ROWS —
--- --- ---

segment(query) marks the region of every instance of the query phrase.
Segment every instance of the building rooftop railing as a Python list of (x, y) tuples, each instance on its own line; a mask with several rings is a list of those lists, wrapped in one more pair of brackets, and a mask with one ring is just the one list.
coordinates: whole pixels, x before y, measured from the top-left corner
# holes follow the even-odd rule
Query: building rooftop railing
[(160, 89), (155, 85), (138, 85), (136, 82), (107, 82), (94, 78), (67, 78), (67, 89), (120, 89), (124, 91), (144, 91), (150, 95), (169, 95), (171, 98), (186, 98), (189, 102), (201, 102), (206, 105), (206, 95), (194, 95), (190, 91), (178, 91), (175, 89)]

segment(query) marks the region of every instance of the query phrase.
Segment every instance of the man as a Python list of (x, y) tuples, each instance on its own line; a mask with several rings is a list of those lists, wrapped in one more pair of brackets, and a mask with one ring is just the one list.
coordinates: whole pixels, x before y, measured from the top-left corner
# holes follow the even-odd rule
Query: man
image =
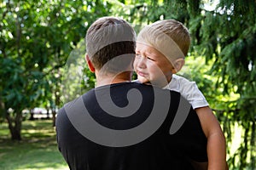
[(96, 87), (59, 110), (60, 151), (70, 169), (204, 167), (207, 139), (191, 105), (178, 93), (131, 82), (135, 38), (119, 18), (100, 18), (88, 29), (86, 61)]

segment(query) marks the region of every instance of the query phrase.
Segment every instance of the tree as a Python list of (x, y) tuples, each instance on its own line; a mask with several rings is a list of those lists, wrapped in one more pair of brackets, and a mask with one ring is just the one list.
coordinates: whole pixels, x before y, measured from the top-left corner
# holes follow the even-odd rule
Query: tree
[(49, 101), (61, 105), (61, 69), (95, 18), (107, 15), (98, 1), (0, 3), (1, 116), (20, 140), (21, 111)]

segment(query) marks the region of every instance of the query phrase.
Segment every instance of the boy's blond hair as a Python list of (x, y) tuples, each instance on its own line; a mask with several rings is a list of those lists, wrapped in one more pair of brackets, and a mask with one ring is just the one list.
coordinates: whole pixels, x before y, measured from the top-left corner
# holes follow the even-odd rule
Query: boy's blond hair
[(164, 20), (144, 27), (137, 36), (137, 42), (150, 45), (172, 61), (188, 54), (190, 35), (181, 22)]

--- --- ---

PROBLEM — Reproduce every item above word for word, keeping each line unchanged. Omit the pictures from your copy.

FINAL RESULT —
segment(query) marks the region of every instance of the query phrase.
Segment every instance of the building rooftop railing as a Python list of (x, y) tuples, each instance on its own line; a mask with several rings is a list of those lists, wrapped in one more pair of brackets, and a mask with one ring is just the one list.
coordinates: whole pixels, x before y, measured from the top-left corner
# holes follow the even-odd rule
Query: building rooftop railing
[(160, 89), (155, 85), (138, 85), (136, 82), (107, 82), (94, 78), (67, 78), (67, 89), (120, 89), (124, 91), (144, 91), (150, 95), (169, 95), (171, 98), (186, 98), (189, 102), (201, 102), (206, 105), (206, 95), (194, 95), (190, 91), (178, 91), (175, 89)]

segment(query) marks the region of every instance of the query phrase.
Segment every instance of the man as a Python list of (x, y) tuples, each instance on its own line; a mask with several rings is a list of those lists, wrapped in one more pair of brackets, and a mask with one ring is just the one list.
coordinates: whole pixels, x before y, measured from the top-left corner
# holes follow the even-odd rule
Query: man
image =
[(96, 87), (59, 110), (60, 151), (70, 169), (204, 167), (207, 139), (191, 105), (178, 93), (131, 82), (135, 38), (119, 18), (100, 18), (88, 29), (86, 61)]

segment(query) marks the region of every instance of the query phrase.
Segment every instance of the tree as a Python list of (x, y) tuples, each instance on its own line; a mask with several rings is a list of those lists, wrapped in one more pair of brackets, and a mask with one ring is just the one list.
coordinates: whole pixels, x before y, measured from the top-left corner
# holes follow the even-odd rule
Query: tree
[(49, 101), (61, 105), (61, 69), (95, 18), (107, 15), (98, 1), (0, 3), (1, 116), (20, 140), (21, 111)]

segment(query) marks the region of every instance of the query phrase.
Segment every instance of the boy's blond hair as a Python list of (x, y) tuples, each instance on its own line; a mask with several rings is a list of those lists, wrapped in one more pair of brackets, and a mask with one ring is just the one list.
coordinates: whole pixels, x before y, measured from the top-left corner
# holes follow the even-odd rule
Query: boy's blond hair
[(164, 20), (144, 27), (137, 36), (137, 42), (150, 45), (172, 61), (188, 54), (190, 35), (181, 22)]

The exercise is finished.